Source start

It Doesn’t Have to be Hard to Save Money in College

Female student saving money in a piggy bank It’s hard to save money in college.

It seems as though every time you make a move there is a cost associated with it. From textbooks to meal plans, social events, and other course materials, it’s hard to keep track of where your money is going.

We are here to help! These money saving tricks are tried and true, proven by student after student, so start trying them now.

1. Buy Your Textbooks Used

Textbooks can add up really fast. In fact, one semester’s worth of textbooks can be a huge shock, especially if it’s your first year and you aren’t prepared for that massive bookstore bill. Many colleges and universities have used textbook buying and selling programs where you can score some much better deals on the textbooks you need. When you’re done the semester, you can even make a little cash back by selling your books.

If you can’t find a used textbook program through your school, check local bookstores. Additionally, you can check websites like Amazon.com to find cheaper versions of the same book. If you haven’t yet, you can sign up for a student trial of Amazon Prime to get free, two-day shipping.

Source end
Given records start

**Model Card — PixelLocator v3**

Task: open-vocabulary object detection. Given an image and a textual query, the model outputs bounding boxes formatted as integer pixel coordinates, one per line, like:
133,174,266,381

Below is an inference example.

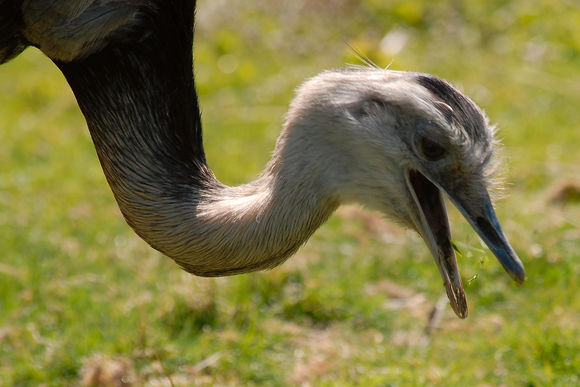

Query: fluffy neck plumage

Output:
57,7,337,276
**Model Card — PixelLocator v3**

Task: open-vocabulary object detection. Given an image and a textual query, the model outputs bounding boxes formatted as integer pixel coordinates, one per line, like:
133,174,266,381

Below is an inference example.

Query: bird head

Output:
289,68,525,318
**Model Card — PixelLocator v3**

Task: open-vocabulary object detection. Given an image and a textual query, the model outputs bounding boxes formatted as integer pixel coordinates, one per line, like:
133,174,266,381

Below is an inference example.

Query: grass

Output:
0,0,580,386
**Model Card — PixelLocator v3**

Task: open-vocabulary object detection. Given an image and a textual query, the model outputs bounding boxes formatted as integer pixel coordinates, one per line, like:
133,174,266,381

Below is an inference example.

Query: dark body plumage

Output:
0,0,525,317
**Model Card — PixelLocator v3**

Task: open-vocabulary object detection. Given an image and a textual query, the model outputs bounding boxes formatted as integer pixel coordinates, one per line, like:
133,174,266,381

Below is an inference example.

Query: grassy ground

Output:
0,0,580,386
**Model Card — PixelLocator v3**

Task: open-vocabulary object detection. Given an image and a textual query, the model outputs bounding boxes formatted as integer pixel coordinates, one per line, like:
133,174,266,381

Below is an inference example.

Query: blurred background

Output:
0,0,580,386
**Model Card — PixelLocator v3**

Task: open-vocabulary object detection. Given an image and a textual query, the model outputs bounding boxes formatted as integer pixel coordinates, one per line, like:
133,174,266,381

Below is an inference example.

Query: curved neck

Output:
56,2,337,276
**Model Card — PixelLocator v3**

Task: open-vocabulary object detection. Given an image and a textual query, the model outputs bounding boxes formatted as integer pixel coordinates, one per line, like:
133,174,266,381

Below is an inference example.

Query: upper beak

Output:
406,170,526,318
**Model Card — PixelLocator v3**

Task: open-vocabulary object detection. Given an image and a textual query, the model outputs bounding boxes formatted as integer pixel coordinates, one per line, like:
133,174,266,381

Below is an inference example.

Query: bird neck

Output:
57,3,337,276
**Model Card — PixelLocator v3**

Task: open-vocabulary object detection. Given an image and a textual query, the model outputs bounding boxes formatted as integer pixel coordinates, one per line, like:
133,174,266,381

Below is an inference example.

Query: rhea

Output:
0,0,525,318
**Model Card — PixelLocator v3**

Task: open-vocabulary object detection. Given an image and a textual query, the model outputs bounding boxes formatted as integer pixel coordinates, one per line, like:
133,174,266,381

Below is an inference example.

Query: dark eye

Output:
418,137,447,161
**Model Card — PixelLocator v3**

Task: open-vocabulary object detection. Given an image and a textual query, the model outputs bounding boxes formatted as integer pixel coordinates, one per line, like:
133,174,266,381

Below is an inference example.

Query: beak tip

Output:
445,284,469,319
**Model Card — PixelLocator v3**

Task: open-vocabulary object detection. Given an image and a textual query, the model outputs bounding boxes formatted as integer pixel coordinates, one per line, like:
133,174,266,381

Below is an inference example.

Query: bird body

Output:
0,0,525,317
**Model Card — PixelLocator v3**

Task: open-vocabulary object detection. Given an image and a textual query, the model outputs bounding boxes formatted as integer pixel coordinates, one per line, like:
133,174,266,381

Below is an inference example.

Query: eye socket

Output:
416,136,447,161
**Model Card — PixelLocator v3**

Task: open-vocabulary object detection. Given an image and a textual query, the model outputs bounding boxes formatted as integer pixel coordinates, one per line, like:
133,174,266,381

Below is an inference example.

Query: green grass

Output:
0,0,580,386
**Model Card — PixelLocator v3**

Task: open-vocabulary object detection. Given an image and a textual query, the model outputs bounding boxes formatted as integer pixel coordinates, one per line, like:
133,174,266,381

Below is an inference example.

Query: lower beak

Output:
407,170,526,318
407,170,468,318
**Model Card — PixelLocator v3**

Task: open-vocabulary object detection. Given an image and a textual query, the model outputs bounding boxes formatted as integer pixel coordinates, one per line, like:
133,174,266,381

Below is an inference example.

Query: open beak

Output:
406,169,526,318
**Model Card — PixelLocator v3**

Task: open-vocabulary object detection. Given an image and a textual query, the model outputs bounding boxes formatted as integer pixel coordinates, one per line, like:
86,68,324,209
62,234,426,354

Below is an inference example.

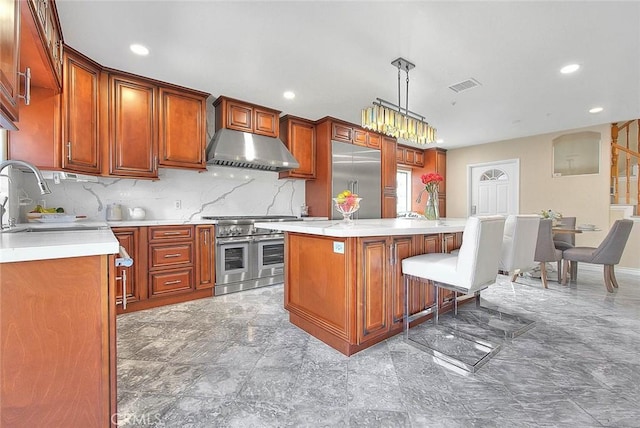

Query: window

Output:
396,168,411,214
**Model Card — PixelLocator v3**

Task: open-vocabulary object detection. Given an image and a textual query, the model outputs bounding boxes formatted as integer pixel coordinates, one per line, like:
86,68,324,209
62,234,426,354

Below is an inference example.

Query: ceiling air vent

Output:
449,79,480,92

Given records end

### Tasks to perform:
**A)** According to the article on saving money in college, what can a student sign up for to get free, two-day shipping?
**B)** Do these statements agree with the article on saving money in college? Answer yes or no for each, quoting the words that decide it. (i) Colleges and universities do not offer used textbook programs. (ii) If a school has no used textbook program, students can check local bookstores. (iii) Selling textbooks after the semester can bring back some money.
**C)** Transcribe the article on saving money in college from "Textbooks can add" up to and including "free, two-day shipping.".
The entries aren't required for any of this.

### Answers given:
**A)** A student trial of Amazon Prime.

**B)**
(i) No: "Many colleges and universities have used textbook buying and selling programs where you can score some much better deals on the textbooks you need."
(ii) Yes: "If you can’t find a used textbook program through your school, check local bookstores."
(iii) Yes: "When you’re done the semester, you can even make a little cash back by selling your books."

**C)**
Textbooks can add up really fast. In fact, one semester’s worth of textbooks can be a huge shock, especially if it’s your first year and you aren’t prepared for that massive bookstore bill. Many colleges and universities have used textbook buying and selling programs where you can score some much better deals on the textbooks you need. When you’re done the semester, you can even make a little cash back by selling your books.

If you can’t find a used textbook program through your school, check local bookstores. Additionally, you can check websites like Amazon.com to find cheaper versions of the same book. If you haven’t yet, you can sign up for a student trial of Amazon Prime to get free, two-day shipping.